[Opening MATERIAL SUPPLIED section]

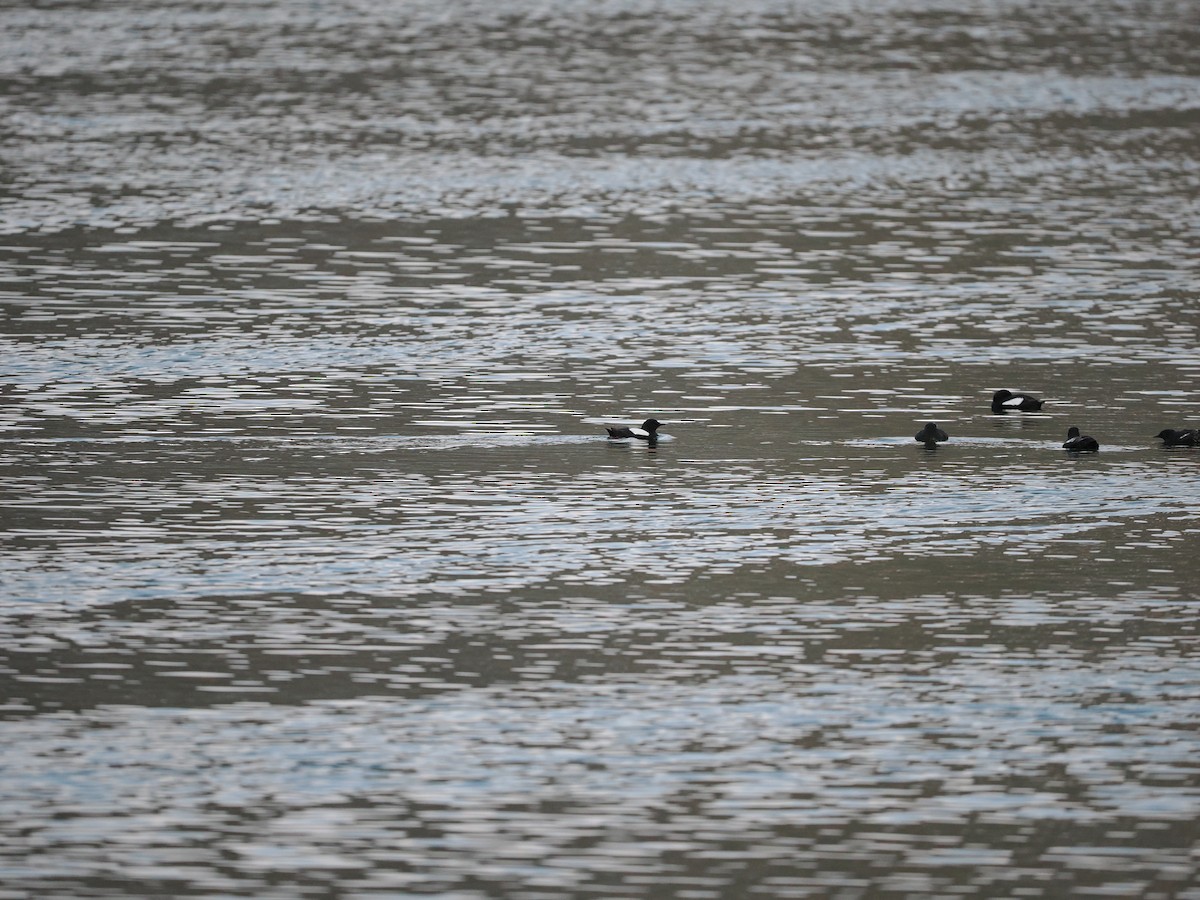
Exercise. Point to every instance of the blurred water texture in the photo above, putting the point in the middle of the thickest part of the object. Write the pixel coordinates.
(319, 577)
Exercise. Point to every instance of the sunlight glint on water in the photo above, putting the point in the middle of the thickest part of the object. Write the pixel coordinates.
(319, 576)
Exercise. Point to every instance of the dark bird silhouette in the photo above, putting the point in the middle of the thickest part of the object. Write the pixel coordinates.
(930, 436)
(647, 432)
(1006, 401)
(1179, 438)
(1079, 442)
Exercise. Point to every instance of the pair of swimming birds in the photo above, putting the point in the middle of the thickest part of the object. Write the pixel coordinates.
(931, 436)
(1005, 401)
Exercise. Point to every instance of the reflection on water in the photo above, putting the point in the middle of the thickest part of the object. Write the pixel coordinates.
(322, 577)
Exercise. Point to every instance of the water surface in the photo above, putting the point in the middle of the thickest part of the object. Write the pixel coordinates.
(319, 577)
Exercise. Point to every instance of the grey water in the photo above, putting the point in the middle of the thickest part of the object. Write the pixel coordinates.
(319, 577)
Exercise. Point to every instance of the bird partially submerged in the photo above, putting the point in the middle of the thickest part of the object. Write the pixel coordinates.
(1005, 401)
(1080, 442)
(647, 432)
(931, 436)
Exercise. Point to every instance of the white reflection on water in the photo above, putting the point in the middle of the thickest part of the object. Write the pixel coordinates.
(319, 576)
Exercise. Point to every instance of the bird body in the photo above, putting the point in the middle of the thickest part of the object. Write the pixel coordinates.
(1080, 442)
(1179, 438)
(931, 435)
(647, 432)
(1005, 401)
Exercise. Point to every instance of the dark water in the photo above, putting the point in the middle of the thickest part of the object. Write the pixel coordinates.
(319, 577)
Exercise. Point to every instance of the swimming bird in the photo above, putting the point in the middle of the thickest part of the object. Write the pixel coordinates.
(1079, 442)
(1179, 438)
(931, 435)
(647, 432)
(1005, 401)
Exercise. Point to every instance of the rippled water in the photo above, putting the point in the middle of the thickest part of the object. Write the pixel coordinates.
(319, 577)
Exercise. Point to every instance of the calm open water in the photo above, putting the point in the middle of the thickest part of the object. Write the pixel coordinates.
(319, 577)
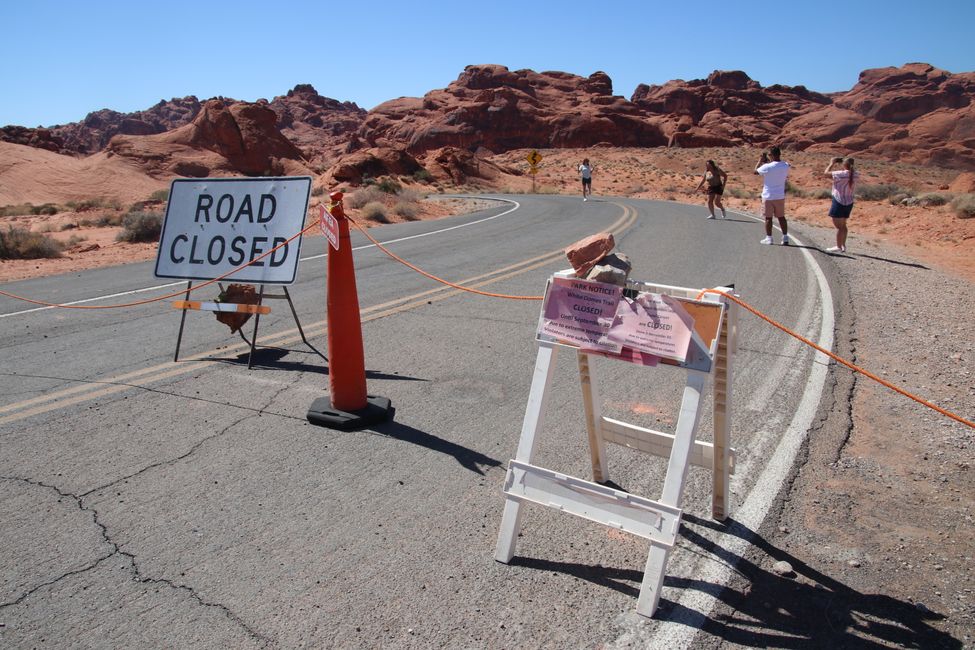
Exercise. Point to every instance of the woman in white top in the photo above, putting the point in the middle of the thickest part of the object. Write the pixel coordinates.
(842, 205)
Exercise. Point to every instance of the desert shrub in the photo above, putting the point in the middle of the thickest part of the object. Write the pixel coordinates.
(22, 244)
(930, 199)
(140, 227)
(877, 192)
(94, 204)
(364, 195)
(793, 190)
(47, 208)
(964, 206)
(389, 186)
(406, 210)
(375, 211)
(16, 210)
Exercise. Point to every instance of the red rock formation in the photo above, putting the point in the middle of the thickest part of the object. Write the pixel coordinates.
(726, 109)
(94, 132)
(916, 113)
(372, 163)
(493, 107)
(321, 127)
(240, 138)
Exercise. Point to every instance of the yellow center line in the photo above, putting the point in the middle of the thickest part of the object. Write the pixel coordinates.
(94, 389)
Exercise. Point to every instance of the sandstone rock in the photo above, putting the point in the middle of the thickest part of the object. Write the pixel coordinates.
(964, 183)
(237, 138)
(586, 253)
(613, 269)
(782, 568)
(375, 162)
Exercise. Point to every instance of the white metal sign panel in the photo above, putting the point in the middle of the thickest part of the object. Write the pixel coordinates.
(215, 225)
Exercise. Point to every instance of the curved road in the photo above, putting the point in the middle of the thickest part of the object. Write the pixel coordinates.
(152, 503)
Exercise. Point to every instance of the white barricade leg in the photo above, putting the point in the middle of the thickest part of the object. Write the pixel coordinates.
(690, 410)
(534, 416)
(721, 471)
(590, 404)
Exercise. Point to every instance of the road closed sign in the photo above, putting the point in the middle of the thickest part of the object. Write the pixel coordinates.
(215, 225)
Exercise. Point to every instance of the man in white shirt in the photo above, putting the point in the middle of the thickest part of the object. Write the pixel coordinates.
(774, 173)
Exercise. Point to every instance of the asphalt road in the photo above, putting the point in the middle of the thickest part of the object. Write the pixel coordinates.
(149, 503)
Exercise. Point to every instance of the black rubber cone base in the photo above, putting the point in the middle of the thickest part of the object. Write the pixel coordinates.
(377, 409)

[Closing MATERIAL SUPPLIED section]

EXERCISE GOAL: Copy out all the data exactly. No images belong in the copy.

TASK RESULT:
Exercise. Point to every instance of the blurred water texture in the photo above, putting the point in the middle of the thickest part of the object. Write the pixel coordinates.
(319, 577)
Exercise. Point to every instance of the sunlight glint on water in the photo above, putting the point in the middle of the thickest part of the object. Write the pixel coordinates.
(319, 576)
Exercise. Point to every instance of the dark bird silhouette in the photo above, putting the point in the middle of the thickest part of the object. Write the pixel coordinates.
(930, 436)
(647, 432)
(1006, 401)
(1179, 438)
(1079, 442)
Exercise. Point to every instance of the pair of swimming birds in the photo above, putting the point in the middle of the thickest part of the object. Write the pixel coordinates.
(931, 436)
(1005, 401)
Exercise. Point to every instance of the reflection on water in the photo above, putting the point in the middle of the thickest part of the object. Write the pixel coordinates.
(322, 577)
Exercise. Point to every instance of the water surface in the photo above, putting the point in the middle of the thickest part of the object. Write the pixel coordinates.
(319, 577)
Exercise. Point to every instance of the grey water in the photo above, putting the point in the middle of the thickest part of the object. Write the pixel coordinates.
(319, 577)
Exercise. Point to every instance of the bird partially submerged in the photo above, putting the point in the middle of the thickest part of the object. Write the pixel coordinates.
(1005, 401)
(1080, 442)
(647, 432)
(931, 436)
Exercise. Point to every instance of the white reflection on water in the photo above, putting the point in the middle of the thickest part of the object. Write the pixel coordinates.
(319, 576)
Exercise. Point to every instance of the bird body in the photo above, putting the point in the middle of the thickest part of the object. Write the pixel coordinates.
(1080, 442)
(1179, 438)
(931, 435)
(647, 432)
(1005, 401)
Exercise. Point to every instance of the dark water in the photo above, putting the point in the middle of the thickest part of the object. Write the pixel coordinates.
(319, 577)
Exercise. Point to every instance of the swimming bird in the photo above, putting the point in the middle of the thickest part of the object. Write the pixel coordinates.
(1079, 442)
(1179, 438)
(931, 435)
(647, 432)
(1005, 401)
Exercise. Point to every instance of the rippled water in the photo above, putting the point in the middle of the thickest part of the object. Write the pixel coordinates.
(319, 577)
Exercise. Point to every instance of the calm open water in the photo above, putting the point in the middle of the thickest part of the object. Write the pixel coordinates.
(319, 577)
Exercise. Point to every instance of the woman in white top in the photo above, putting the point in the middle of the thickest part of the object. Write the pixel coordinates.
(842, 205)
Exercise. Point to every instance of the desert shrub in the photo above, putting the point in the middle of the thickest part of the object. Write the pixel coordinates.
(22, 244)
(930, 199)
(140, 227)
(877, 192)
(94, 204)
(364, 195)
(793, 190)
(47, 208)
(964, 206)
(389, 186)
(406, 210)
(375, 211)
(16, 210)
Exercise. Point to every instance of the red rock formation in the photo above, putting the point in the middle of the thickest part of the object. Write the pixel coordinates.
(726, 109)
(94, 132)
(916, 113)
(372, 163)
(493, 107)
(321, 127)
(240, 138)
Exercise. Point to every instance of the yellow center line in the photo above, putting the point in the middle of the thickest part of the object. Write the pixel coordinates.
(94, 389)
Exercise. Point to every instance of the sandstone rock in the photo above, putting the point in the middle of the thickest part of the object. Write the pixel coordinates.
(964, 183)
(237, 138)
(586, 253)
(613, 269)
(782, 568)
(375, 162)
Exercise. Point to every instance of the white metal sign panel in the photo above, putting the point in the middle of the thickest part of the object. Write the pixel coordinates.
(215, 225)
Exercise. Point to every instance of the curved road in the photo above, putting the point in the middle of the thickest part of the object. Write the pixel coordinates.
(152, 503)
Exercise. Point to every instance of the white barricade leg in the photo above, putting the point in the middle of the thickest part of the object. Write the pixel coordinates.
(690, 410)
(534, 416)
(721, 471)
(590, 404)
Exercise. Point to every instance of the road closed sign in the photo above, putting the point in the middle of the thickest part of the object. Write the pixel coordinates.
(215, 225)
Exercise. Point to every instance of the man in white shirt in the photo above, putting the point in the middle of the thickest part of the object. Write the pixel coordinates.
(774, 173)
Exercise. Point to every instance of the asphalt road in the photo above, putting the point in the middle of the thickest part of the object. Write the pixel coordinates.
(149, 503)
Exercise. Point to every instance of the black rubber cone base in the photo above, putting the point in the middle of the thickest part of the object. Write the pixel coordinates.
(377, 409)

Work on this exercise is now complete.